* Start EXCERPT *
It is pretty wild that the passport was found, but it's not impossible by any means.
 
When I watched "102 Minutes" this past Friday (a collection of videos shot by various people in Manhattan from just after the first crash to the collapse of the north tower) what struck me was how much paper was flying around the streets. There was a lot of paper in those two office buildings, and some of it, probably a small fraction, survived. But a small fraction of 2 big buildings' worth is still a lot.

The Twoofer claims about the passport illustrate 2 of their tendancies: flat outright making things up (i.e., it wasn't Atta's) and leaving out parts of the story to make it seem spookier (i.e., a guy handed a passport to a police detective and left before being identified -ooooooo! They leave out the next line, about the debris falling from the tower: who'd stick around to talk when flaming debris is falling all around you?)
 
Thanks for all the feedback.

It is a freak occurrence.
But such a big and unusual event will cause quite a few freak occurrences, I suppose.
 
I'm just curious as to how the "no planers" we have on the forum can read a thread like this and still insist that no planes hit the WTC. That's a lot of stuff to plant.
 
Thanks for all the feedback.

It is a freak occurrence.
But such a big and unusual event will cause quite a few freak occurrences, I suppose.


it is not really a freak occurrence. it is to be expected.
* End EXCERPT *
* Start DATA SHOWN *
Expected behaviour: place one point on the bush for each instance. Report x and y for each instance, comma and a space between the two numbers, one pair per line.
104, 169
* End DATA SHOWN *
## COMPLETE THE FOLLOWING
1. Translate this sentence from the forum thread about the passport into Spanish: "But a small fraction of 2 big buildings' worth is still a lot."
2. Write the next post in the forum thread about the passport, continuing from its final line.

## EXPECTED RESULTS
1. Pero una pequeña fracción de lo que había en dos grandes edificios sigue siendo mucho.

2.
http://911stories.googlepages.com/insidethesouthtower:eyewitnessaccounts
Later that evening, there was a wind blowing from the direction of Manhattan. Looking out the living room window, I saw a sheet of 81⁄2 by 11 sheet of paper blowing around in the parking lot. Remembering the paper flying through the air right after the North Tower was hit, I couldn’t resist the urge to find out if one of those sheets of paper was in our parking lot. I went outside. I picked it up. Sure enough, it was a sheet of letterhead from a company that had been in the World Trade Center. I held it in my fingers. I smelled smoke and kerosene in its fiber. I read the address. This had been on someone’s desk or in some photocopy room. In another life, this piece of paper represented business as usual.
 
It is not a freak occurrence. Here are 2 IDs from the Caspian Airlines crash in Iran. The plane left a hole in the ground just like the one in Shanksville, but still left a lot of undamaged personal items down range of the crash site.